* Problem to solve: Please copy every item below word for word, without the pictures.

── Material ──

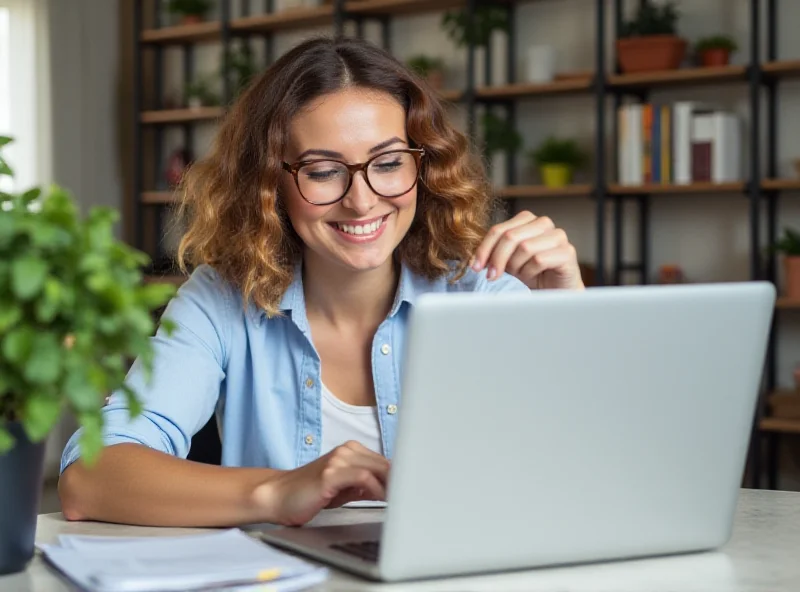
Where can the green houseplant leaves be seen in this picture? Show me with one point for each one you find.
(73, 311)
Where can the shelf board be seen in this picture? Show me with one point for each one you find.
(781, 425)
(284, 20)
(787, 303)
(397, 7)
(782, 67)
(531, 191)
(158, 197)
(175, 280)
(181, 115)
(679, 76)
(691, 188)
(527, 89)
(209, 31)
(780, 184)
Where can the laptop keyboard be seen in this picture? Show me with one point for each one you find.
(366, 550)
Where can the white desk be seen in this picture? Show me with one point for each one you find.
(762, 556)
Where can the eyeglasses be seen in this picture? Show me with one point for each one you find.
(388, 174)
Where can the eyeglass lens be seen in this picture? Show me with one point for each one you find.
(389, 175)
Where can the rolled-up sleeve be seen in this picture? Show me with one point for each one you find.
(188, 371)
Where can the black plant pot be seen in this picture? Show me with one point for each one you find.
(20, 492)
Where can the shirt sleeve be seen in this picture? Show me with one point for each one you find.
(188, 370)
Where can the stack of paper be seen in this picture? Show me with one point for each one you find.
(224, 560)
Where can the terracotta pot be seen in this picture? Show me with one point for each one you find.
(191, 19)
(651, 53)
(791, 267)
(715, 57)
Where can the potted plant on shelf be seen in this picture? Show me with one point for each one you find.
(430, 68)
(715, 50)
(501, 141)
(789, 245)
(650, 42)
(73, 309)
(189, 11)
(557, 160)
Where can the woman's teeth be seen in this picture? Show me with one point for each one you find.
(360, 229)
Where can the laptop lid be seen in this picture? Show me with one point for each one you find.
(564, 427)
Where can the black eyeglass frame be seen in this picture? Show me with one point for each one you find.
(352, 169)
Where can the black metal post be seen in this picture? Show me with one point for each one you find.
(138, 235)
(469, 94)
(225, 37)
(600, 132)
(754, 195)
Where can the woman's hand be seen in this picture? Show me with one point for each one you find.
(531, 249)
(350, 472)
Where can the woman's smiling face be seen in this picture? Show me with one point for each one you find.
(362, 230)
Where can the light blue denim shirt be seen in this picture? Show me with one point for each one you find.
(259, 375)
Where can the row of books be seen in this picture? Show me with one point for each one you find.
(678, 143)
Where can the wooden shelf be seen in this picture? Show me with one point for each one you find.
(787, 303)
(399, 7)
(210, 31)
(175, 280)
(533, 191)
(691, 188)
(680, 76)
(780, 184)
(782, 67)
(528, 89)
(159, 197)
(284, 20)
(181, 115)
(780, 425)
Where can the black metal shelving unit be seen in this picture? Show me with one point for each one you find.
(758, 77)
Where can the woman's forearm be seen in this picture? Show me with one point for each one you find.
(133, 484)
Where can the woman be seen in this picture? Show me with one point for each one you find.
(336, 193)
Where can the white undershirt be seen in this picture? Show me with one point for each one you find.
(342, 422)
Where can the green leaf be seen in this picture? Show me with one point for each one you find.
(80, 392)
(27, 276)
(40, 415)
(6, 440)
(44, 363)
(91, 441)
(47, 307)
(10, 315)
(18, 343)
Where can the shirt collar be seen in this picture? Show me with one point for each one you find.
(292, 302)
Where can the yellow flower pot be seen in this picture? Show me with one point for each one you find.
(556, 175)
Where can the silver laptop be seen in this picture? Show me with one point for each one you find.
(559, 428)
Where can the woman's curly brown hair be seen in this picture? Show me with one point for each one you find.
(235, 219)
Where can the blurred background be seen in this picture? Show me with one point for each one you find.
(664, 137)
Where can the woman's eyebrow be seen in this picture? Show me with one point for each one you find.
(333, 154)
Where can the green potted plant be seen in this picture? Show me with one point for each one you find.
(500, 141)
(189, 11)
(73, 310)
(715, 50)
(486, 20)
(650, 41)
(789, 245)
(557, 160)
(199, 94)
(430, 68)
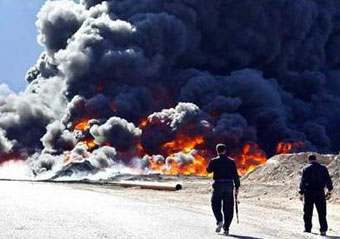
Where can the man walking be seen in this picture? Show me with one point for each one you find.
(225, 178)
(315, 178)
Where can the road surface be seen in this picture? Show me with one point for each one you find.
(48, 211)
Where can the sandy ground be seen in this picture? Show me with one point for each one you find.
(274, 210)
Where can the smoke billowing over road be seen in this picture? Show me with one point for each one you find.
(156, 84)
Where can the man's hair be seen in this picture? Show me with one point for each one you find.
(221, 148)
(312, 157)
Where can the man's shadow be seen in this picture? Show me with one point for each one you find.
(331, 237)
(242, 237)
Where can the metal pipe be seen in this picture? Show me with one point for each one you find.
(148, 185)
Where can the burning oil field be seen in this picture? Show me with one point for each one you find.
(150, 86)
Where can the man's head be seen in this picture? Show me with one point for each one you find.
(312, 158)
(221, 149)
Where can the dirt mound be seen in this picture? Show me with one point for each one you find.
(334, 171)
(285, 170)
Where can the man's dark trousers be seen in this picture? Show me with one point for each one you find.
(223, 193)
(318, 199)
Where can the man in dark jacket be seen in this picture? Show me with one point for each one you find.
(315, 178)
(225, 177)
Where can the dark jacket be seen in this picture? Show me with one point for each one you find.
(224, 168)
(315, 177)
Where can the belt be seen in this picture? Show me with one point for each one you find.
(223, 180)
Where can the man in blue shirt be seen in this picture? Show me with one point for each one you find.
(225, 178)
(315, 178)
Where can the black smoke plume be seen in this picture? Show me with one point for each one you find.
(264, 71)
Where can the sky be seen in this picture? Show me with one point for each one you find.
(18, 40)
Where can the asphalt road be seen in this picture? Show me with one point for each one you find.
(47, 211)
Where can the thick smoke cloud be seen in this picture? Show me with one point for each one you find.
(58, 138)
(116, 132)
(263, 71)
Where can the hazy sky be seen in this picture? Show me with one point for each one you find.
(18, 40)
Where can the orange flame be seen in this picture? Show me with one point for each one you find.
(287, 147)
(82, 125)
(143, 123)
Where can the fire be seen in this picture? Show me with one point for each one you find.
(186, 145)
(247, 160)
(250, 157)
(143, 123)
(82, 125)
(170, 166)
(90, 143)
(287, 147)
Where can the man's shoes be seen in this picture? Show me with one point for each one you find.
(219, 227)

───

* Answer in full:
Where can the green houseplant leaves be seen in this picture? Show me with one point for each one you find.
(73, 311)
Where can the shelf board be seen in this picture? Show me with one point for each one you find.
(781, 425)
(284, 20)
(787, 303)
(397, 7)
(782, 67)
(531, 191)
(158, 197)
(175, 280)
(181, 115)
(679, 76)
(691, 188)
(527, 89)
(209, 31)
(780, 184)
Where can the laptop keyboard be seen in this picture? Show me with one point for each one you find.
(366, 550)
Where can the white desk be seen in this picture? Show me with one point for each one you find.
(762, 556)
Where can the eyeglasses be seen in this picture? Show me with one point for each one you find.
(388, 174)
Where can the eyeglass lens be seen in this picture? Show me with one point for each one you find.
(389, 175)
Where can the rolled-up sleeve be seen in this picture? Show me with one point for each one you find.
(188, 371)
Where can the black plant pot be seen in this picture? Show me with one point for each one you find.
(20, 492)
Where can the shirt sleeve be seen in this picture? Show me with one point for each one you find.
(188, 370)
Where can the stack of paper be seen in this picture? Show me with one point for each one you find.
(224, 560)
Where can the terracotta pot be seen in this picture? Show me with one point for each one you find.
(191, 19)
(651, 53)
(791, 267)
(715, 57)
Where can the potted plant on shelf be seen in this picture? Show me with one point for each one you find.
(430, 68)
(715, 50)
(501, 141)
(789, 245)
(650, 42)
(73, 309)
(189, 11)
(557, 160)
Where can the woman's teeth be seen in this picture? Show me with one point for each one you find.
(360, 229)
Where can the laptop lid be seen in this picture? Show me with one point for each one you find.
(564, 427)
Where can the black eyeglass frame be seen in this picture? Show me with one point for each one you find.
(352, 169)
Where can the black metal post be seen in this picture? Show me with one point for each one you find.
(138, 235)
(469, 94)
(225, 37)
(600, 132)
(754, 195)
Where can the woman's hand be seen in this picture? Show me with one point for each one you find.
(531, 249)
(350, 472)
Where can the woman's smiling face be seen in this picture? Show me with one point for each one you find.
(362, 230)
Where can the light blue denim shirt be seen in this picture? Show me with one point for each one you find.
(259, 375)
Where can the row of books be seen in this picture? Show me with one point for each one you find.
(678, 143)
Where can the wooden shelf be seen in this picture? Show me with one point for each one you find.
(787, 303)
(399, 7)
(210, 31)
(175, 280)
(533, 191)
(691, 188)
(680, 76)
(780, 184)
(782, 67)
(528, 89)
(159, 197)
(284, 20)
(181, 115)
(780, 425)
Where can the black metal shelving unit be seen in this picture? Show me with one point for each one you find.
(758, 77)
Where can the woman's forearm be seen in this picture? Show me with one point for each one you find.
(133, 484)
Where can the woman be seen in this picture? Show me with one point for each one you find.
(336, 193)
Where can the white undershirt be seen in this picture? Show me with one point for each one you find.
(342, 422)
Where can the green leaf be seen in this picture? Show me with one point for each one you find.
(80, 392)
(27, 276)
(40, 415)
(6, 440)
(44, 363)
(91, 441)
(47, 307)
(10, 315)
(18, 343)
Where can the shirt collar be seen in this picture? Show me with one point for each one you find.
(292, 302)
Where can the yellow flower pot be seen in this picture? Show me with one point for each one you find.
(556, 175)
Where can the silver laptop be seen in this picture? Show me with one point for each one you find.
(559, 428)
Where can the woman's curly brown hair be seen in this picture? Show me with one point for each one you find.
(235, 219)
Where can the blurred background be seen in this picture? Show me with one point for each one you find.
(664, 137)
Where can the woman's eyebrow be seen in this picture? Show me with one point for each one you find.
(333, 154)
Where can the green potted plant be seen in this picture? Show me with one point for each one you find.
(500, 141)
(189, 11)
(73, 310)
(715, 50)
(486, 20)
(650, 41)
(789, 245)
(557, 160)
(199, 94)
(430, 68)
Where can the man walking be seen in this picture? Show me with one point for each one you find.
(225, 178)
(315, 178)
Where can the road surface be seen in this picture? Show me with one point for each one you find.
(48, 211)
Where can the sandy ground be seen in this picture? Show me with one point for each one you find.
(274, 210)
Where can the smoke billowing over road be seen in this picture? Show me with one point for each one you find.
(156, 84)
Where can the man's hair be seen in this picture? Show me with one point for each one you find.
(221, 148)
(312, 157)
Where can the man's shadow be seen in this picture? Show me with one point for each one you find.
(331, 237)
(242, 237)
Where can the metal pipe be seen in this picture? Show me with one point for each one you find.
(148, 185)
Where can the burning oil field be seen in this picture? Show me with one point for each one you find.
(150, 86)
Where can the man's head be seen in this picture? Show me with one point for each one you find.
(312, 158)
(221, 149)
Where can the dirt mound be seen in this picture? Show me with one point for each one you find.
(334, 171)
(285, 170)
Where can the man's dark trousers be seen in this picture? Show me with one point for each one you find.
(223, 193)
(318, 199)
Where can the man in dark jacket be seen in this picture? Show me with one point for each one you find.
(315, 178)
(225, 177)
Where can the dark jacket be seen in this picture? Show me with one point for each one you find.
(224, 168)
(315, 177)
Where can the belt be seen in this picture? Show me with one point for each one you find.
(223, 180)
Where can the man in blue shirt be seen in this picture? Show me with one point for each one you find.
(225, 178)
(315, 178)
Where can the black smoke plume be seen in this picture? Show me with one point for each one you find.
(264, 71)
Where can the sky be seen in this picture? Show me with one point for each one you find.
(18, 40)
Where can the asphalt road be seen in this picture? Show me with one point for each one you find.
(47, 211)
Where can the thick smoke cloud be seen in this picture? Show me with one point for each one you find.
(58, 138)
(116, 132)
(263, 71)
Where can the hazy sky be seen in this picture? Show me with one point for each one you find.
(18, 40)
Where can the orange flame be seen in this picture? Show me with one point for each one you find.
(287, 147)
(82, 125)
(143, 123)
Where can the fire be seen in this picture? Show me with one point for each one you find.
(186, 145)
(247, 160)
(250, 157)
(143, 123)
(82, 125)
(170, 166)
(90, 143)
(287, 147)
Where can the man's shoes be seen in this picture? Show me with one point for each one you find.
(219, 227)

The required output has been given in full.